Cheap talk won’t defeat terrorism
Contrary to popular belief, Pakistan and its jihadi establishment have long been active in southern India. But they didn’t manage to do much damage because they couldn’t find the local hands necessary to carry out successful attacks. B Raman argues that the demolition of the Babri Masjid in 1991 and the communal divisions that sprang from it has helped the likes of Lashkar-e-Taiba find local recruits, trigger sleeper cells that were established years ago, and carry out attacks such as the ones in Hyderabad and Bangalore. He is not wrong. The damage caused to religious harmony has created willing foot soldiers for the likes of the Lashkar-e-Taiba. But this does not sufficiently explain why the Lashkar-e-Taiba did not or could not attack Bangalore in the decade and a half since the Babri Masjid was brought down. Even the more recent Godhra outrage occured four years ago. So why did the number of major jihadi attacks outside the proxy war theatre of Jammu & Kashmir quadruple last year? This, despite all the comings and goings of the ‘peace process’ with Pakistan.
Most people were shocked that jihadis attacked a city as far down south as Bangalore. But regular reports of Naxalite violence in the vicinity of Mangalore and Udupi on the Karnataka coast hardly ever registered in the national media or among the public. There is no equivalent of Babri Masjid or Godhra to explain this. Yet, perhaps for the first time in Indian history, armed groups are now able to terrorise large areas of coastal Karnataka. Like the Bangalore attack, this too happened due to the UPA government’s general lack of resolve to tackle terrorism — whether carried out in the name of god or in the name of the people — with any seriousness and due to a consequent absence of a coherent national security policy to prevent such attacks.
Subterfuge instead of strategy
The UPA government and its coalition partners found it politically expedient to protest against and later repeal a tough anti-terror law. If the argument against POTA was that it was put into effect without sufficient thought, then it is equally true that the UPA decided to do away with it with even less thought. Instead of improving that controversial law to address concerns about individual rights and institutional safeguards, the UPA threw away a useful tool, leaving police and security forces unequipped. The situation would have been redeemable if the UPA government had evolved a robust anti-terrorism strategy that would fill the gaps left by repealing POTA. Instead, a clueless Shivraj Patil stumbles from one crisis to the other and to this day has no real idea how to prevent the spread of terrorism.

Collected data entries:

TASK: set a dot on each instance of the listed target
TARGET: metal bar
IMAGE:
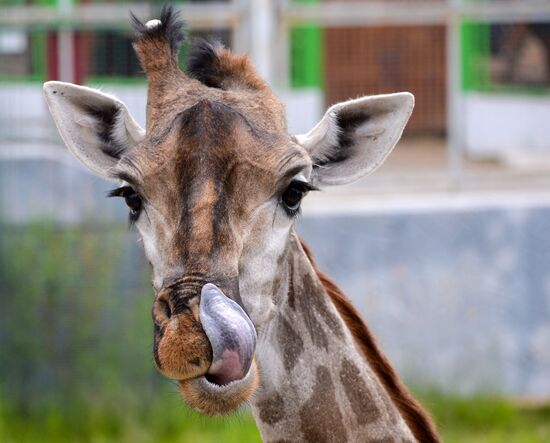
(197, 16)
(356, 13)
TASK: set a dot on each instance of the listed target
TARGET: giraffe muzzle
(231, 334)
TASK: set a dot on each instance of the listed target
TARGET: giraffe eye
(132, 199)
(293, 195)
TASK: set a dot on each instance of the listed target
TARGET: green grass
(480, 419)
(76, 365)
(487, 419)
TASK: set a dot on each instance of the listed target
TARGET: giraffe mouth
(233, 374)
(231, 334)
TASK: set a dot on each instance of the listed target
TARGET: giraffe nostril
(162, 310)
(166, 309)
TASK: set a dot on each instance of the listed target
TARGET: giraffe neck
(316, 384)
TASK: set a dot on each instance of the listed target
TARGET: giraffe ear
(355, 137)
(96, 127)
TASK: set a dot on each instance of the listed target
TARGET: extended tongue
(231, 334)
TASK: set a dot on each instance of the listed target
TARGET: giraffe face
(213, 185)
(214, 199)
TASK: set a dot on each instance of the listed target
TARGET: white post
(65, 44)
(261, 22)
(454, 80)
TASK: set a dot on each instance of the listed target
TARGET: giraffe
(214, 183)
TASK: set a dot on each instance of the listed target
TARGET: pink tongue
(231, 334)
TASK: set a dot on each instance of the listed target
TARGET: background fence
(445, 249)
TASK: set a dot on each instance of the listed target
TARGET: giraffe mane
(416, 418)
(217, 67)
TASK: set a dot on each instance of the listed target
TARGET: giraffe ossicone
(213, 184)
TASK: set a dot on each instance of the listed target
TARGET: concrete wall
(459, 296)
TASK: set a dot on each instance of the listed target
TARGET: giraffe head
(213, 185)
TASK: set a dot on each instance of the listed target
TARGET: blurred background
(445, 249)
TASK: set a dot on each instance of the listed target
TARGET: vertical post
(454, 112)
(281, 53)
(240, 35)
(65, 43)
(262, 38)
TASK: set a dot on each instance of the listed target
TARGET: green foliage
(76, 363)
(487, 419)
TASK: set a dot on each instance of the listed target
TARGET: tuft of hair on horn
(157, 42)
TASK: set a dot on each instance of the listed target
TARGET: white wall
(513, 127)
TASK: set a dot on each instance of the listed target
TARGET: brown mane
(416, 418)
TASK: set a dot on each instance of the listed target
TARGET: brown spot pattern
(271, 409)
(291, 343)
(321, 419)
(310, 305)
(358, 394)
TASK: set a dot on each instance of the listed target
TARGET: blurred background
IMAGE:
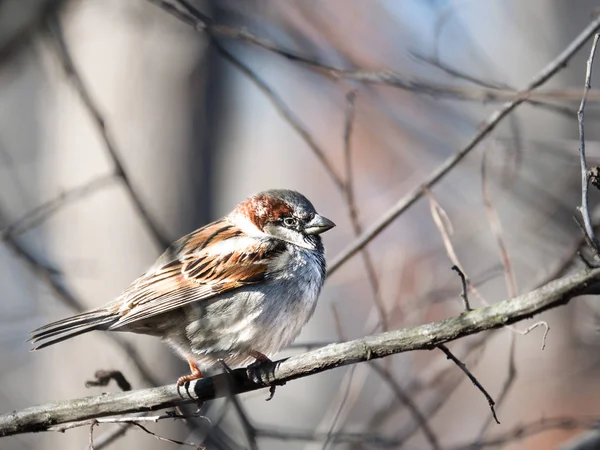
(122, 128)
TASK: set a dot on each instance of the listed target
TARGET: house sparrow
(238, 289)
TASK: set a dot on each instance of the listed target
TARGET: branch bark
(51, 416)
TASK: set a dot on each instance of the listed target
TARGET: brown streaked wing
(198, 275)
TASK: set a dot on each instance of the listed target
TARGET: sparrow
(236, 290)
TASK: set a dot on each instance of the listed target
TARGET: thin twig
(496, 227)
(585, 173)
(375, 440)
(103, 377)
(467, 372)
(406, 400)
(49, 276)
(464, 282)
(204, 24)
(62, 50)
(173, 441)
(92, 424)
(348, 192)
(511, 376)
(429, 336)
(40, 214)
(487, 127)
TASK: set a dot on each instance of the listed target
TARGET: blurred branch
(485, 129)
(350, 197)
(49, 276)
(57, 38)
(204, 24)
(423, 337)
(585, 172)
(517, 433)
(404, 398)
(38, 215)
(462, 366)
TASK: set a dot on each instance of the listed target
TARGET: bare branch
(348, 192)
(72, 73)
(37, 216)
(406, 400)
(585, 173)
(487, 127)
(553, 294)
(49, 276)
(464, 282)
(467, 372)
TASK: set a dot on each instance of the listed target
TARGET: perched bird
(238, 289)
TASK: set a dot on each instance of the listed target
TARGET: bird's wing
(212, 260)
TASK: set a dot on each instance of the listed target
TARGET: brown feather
(195, 273)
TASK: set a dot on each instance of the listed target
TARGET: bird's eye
(290, 222)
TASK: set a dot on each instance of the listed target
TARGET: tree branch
(423, 337)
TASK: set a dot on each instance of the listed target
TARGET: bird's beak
(318, 225)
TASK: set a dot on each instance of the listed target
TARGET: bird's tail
(99, 319)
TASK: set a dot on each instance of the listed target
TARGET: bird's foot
(261, 373)
(184, 381)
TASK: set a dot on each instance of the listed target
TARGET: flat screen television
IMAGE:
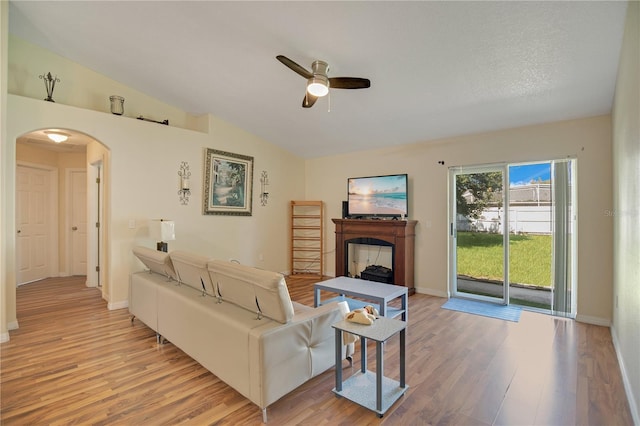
(378, 196)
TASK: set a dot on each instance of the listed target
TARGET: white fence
(522, 219)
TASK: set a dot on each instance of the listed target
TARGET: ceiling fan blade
(294, 67)
(309, 100)
(349, 83)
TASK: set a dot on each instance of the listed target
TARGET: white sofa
(236, 321)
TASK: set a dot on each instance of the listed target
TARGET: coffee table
(375, 292)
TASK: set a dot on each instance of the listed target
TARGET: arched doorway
(74, 206)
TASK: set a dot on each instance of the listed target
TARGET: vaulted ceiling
(437, 69)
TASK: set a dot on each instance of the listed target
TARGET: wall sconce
(264, 182)
(162, 231)
(185, 190)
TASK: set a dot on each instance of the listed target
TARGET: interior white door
(34, 224)
(78, 222)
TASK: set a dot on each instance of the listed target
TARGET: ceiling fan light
(57, 137)
(318, 86)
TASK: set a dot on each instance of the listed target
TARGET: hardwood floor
(72, 361)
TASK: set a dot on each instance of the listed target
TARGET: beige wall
(626, 209)
(61, 161)
(142, 184)
(587, 140)
(84, 88)
(4, 272)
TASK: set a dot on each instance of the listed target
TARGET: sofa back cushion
(191, 269)
(157, 261)
(260, 291)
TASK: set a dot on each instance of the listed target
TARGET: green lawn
(480, 255)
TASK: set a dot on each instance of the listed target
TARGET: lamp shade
(162, 230)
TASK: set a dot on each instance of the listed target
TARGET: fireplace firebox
(398, 234)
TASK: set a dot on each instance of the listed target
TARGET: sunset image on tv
(380, 195)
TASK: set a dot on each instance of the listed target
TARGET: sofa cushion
(157, 261)
(191, 269)
(260, 291)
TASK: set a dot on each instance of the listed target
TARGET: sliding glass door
(512, 234)
(477, 232)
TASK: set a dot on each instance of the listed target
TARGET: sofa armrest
(286, 356)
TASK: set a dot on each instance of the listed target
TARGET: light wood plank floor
(72, 361)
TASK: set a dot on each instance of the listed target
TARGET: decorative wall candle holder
(117, 105)
(49, 84)
(185, 186)
(264, 182)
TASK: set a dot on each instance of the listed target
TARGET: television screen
(378, 196)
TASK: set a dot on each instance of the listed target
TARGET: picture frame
(228, 183)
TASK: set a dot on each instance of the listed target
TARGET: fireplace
(370, 259)
(399, 235)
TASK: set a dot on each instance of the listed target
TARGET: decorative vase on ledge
(117, 105)
(49, 84)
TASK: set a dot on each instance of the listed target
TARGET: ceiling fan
(318, 81)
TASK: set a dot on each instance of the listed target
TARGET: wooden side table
(371, 390)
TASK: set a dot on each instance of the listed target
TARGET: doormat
(486, 309)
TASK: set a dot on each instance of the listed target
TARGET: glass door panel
(477, 233)
(530, 235)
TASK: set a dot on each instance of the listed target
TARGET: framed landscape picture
(228, 183)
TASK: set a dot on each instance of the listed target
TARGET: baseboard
(633, 407)
(431, 292)
(604, 322)
(118, 305)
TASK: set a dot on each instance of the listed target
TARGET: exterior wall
(587, 140)
(626, 210)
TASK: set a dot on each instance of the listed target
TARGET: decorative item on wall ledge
(228, 183)
(264, 182)
(162, 230)
(165, 122)
(185, 189)
(117, 104)
(49, 84)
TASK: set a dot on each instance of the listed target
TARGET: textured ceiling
(437, 69)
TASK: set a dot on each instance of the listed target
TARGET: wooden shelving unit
(307, 238)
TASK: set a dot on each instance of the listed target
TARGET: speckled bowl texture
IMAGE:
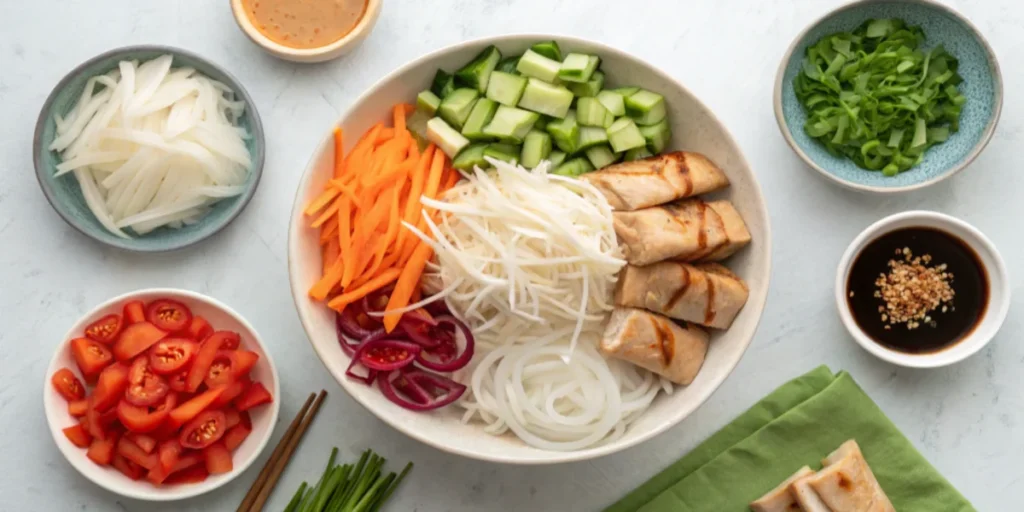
(66, 196)
(982, 86)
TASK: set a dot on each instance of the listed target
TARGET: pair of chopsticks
(261, 488)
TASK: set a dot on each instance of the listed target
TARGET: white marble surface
(967, 419)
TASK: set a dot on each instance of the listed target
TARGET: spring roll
(650, 181)
(707, 294)
(686, 230)
(656, 343)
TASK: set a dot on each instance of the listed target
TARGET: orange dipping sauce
(305, 24)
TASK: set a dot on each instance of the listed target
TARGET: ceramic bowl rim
(128, 245)
(998, 306)
(986, 135)
(756, 302)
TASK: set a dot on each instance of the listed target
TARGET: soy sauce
(970, 285)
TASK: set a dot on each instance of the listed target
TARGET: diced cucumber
(543, 97)
(590, 87)
(535, 65)
(536, 147)
(591, 136)
(578, 67)
(624, 134)
(479, 117)
(456, 107)
(470, 157)
(574, 167)
(506, 88)
(450, 140)
(637, 154)
(508, 65)
(645, 108)
(549, 49)
(565, 132)
(656, 135)
(590, 112)
(613, 101)
(443, 84)
(428, 102)
(505, 153)
(477, 72)
(510, 124)
(601, 156)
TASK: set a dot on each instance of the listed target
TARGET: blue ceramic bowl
(982, 86)
(65, 194)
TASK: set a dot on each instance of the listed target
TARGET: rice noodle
(528, 260)
(154, 146)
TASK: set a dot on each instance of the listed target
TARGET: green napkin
(798, 424)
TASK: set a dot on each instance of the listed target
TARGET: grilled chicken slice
(656, 343)
(654, 180)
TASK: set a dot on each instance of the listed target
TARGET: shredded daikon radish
(529, 260)
(153, 146)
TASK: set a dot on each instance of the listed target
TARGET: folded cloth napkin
(796, 425)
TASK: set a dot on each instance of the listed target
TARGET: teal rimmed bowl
(66, 196)
(982, 86)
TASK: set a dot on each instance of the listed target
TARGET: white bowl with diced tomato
(161, 394)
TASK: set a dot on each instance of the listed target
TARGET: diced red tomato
(144, 387)
(68, 385)
(128, 468)
(171, 355)
(203, 430)
(185, 412)
(135, 339)
(78, 436)
(255, 395)
(218, 459)
(134, 312)
(235, 436)
(90, 356)
(104, 330)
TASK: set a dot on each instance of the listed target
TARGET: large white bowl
(693, 127)
(222, 318)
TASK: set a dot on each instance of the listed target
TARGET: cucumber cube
(656, 135)
(510, 124)
(590, 87)
(613, 101)
(477, 72)
(428, 102)
(537, 66)
(479, 117)
(578, 67)
(549, 49)
(624, 134)
(456, 107)
(543, 97)
(574, 167)
(565, 132)
(601, 156)
(450, 140)
(536, 147)
(470, 157)
(506, 88)
(645, 108)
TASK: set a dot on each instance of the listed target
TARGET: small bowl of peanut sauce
(306, 31)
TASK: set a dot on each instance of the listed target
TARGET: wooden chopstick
(279, 465)
(279, 451)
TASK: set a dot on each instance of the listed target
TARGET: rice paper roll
(686, 230)
(654, 180)
(707, 294)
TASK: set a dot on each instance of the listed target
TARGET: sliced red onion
(444, 355)
(387, 353)
(449, 389)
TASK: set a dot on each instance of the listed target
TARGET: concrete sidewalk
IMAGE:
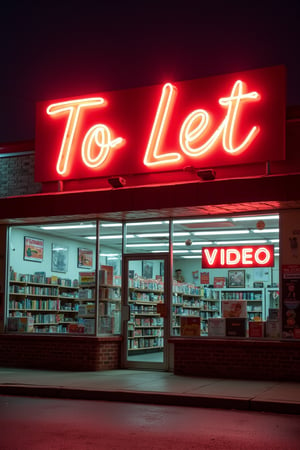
(155, 388)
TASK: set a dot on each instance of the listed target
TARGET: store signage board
(238, 256)
(218, 121)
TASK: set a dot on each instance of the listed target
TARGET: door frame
(163, 366)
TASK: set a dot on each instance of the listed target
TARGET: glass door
(146, 312)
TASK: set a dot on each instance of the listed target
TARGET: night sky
(52, 50)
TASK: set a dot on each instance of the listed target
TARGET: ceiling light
(117, 182)
(244, 218)
(153, 235)
(206, 175)
(211, 233)
(115, 236)
(200, 220)
(266, 230)
(65, 227)
(142, 224)
(142, 244)
(194, 243)
(247, 241)
(110, 225)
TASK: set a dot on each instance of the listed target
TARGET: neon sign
(219, 121)
(226, 257)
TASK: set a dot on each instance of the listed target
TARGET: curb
(241, 404)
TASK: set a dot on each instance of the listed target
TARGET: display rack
(48, 307)
(255, 298)
(145, 327)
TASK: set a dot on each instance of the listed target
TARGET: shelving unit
(194, 301)
(272, 301)
(48, 307)
(109, 309)
(255, 298)
(145, 328)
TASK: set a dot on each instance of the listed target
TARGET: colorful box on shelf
(217, 327)
(190, 326)
(236, 327)
(256, 329)
(20, 324)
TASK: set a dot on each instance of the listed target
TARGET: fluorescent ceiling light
(65, 227)
(211, 233)
(266, 230)
(142, 224)
(153, 235)
(115, 236)
(245, 218)
(104, 225)
(142, 244)
(247, 241)
(200, 220)
(193, 243)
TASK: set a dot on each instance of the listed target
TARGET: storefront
(158, 240)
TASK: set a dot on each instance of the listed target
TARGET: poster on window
(33, 249)
(59, 258)
(291, 301)
(85, 258)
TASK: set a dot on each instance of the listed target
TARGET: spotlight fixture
(206, 175)
(117, 182)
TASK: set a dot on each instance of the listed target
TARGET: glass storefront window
(147, 237)
(110, 278)
(230, 301)
(52, 278)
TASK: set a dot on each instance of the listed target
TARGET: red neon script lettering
(164, 110)
(196, 124)
(100, 135)
(105, 143)
(233, 103)
(73, 107)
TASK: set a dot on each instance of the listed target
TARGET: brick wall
(60, 352)
(17, 176)
(264, 360)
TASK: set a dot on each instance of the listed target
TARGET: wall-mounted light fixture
(206, 175)
(117, 182)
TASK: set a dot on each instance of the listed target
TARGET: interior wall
(19, 265)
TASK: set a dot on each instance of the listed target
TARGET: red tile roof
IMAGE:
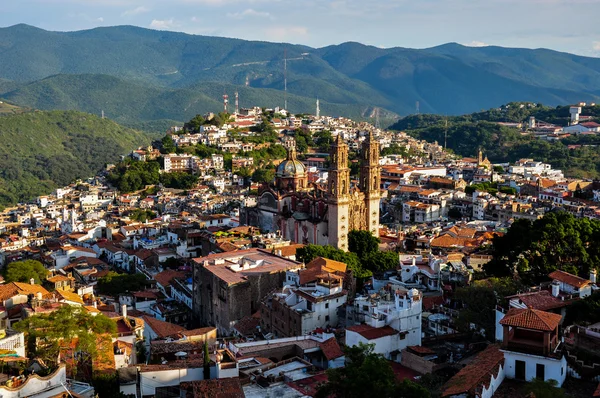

## Task directions
According to the terrorism article, which anti-terror law did the UPA government and its coalition partners repeal? The listing was taken from a different source than the terrorism article.

## Answer
They repealed POTA.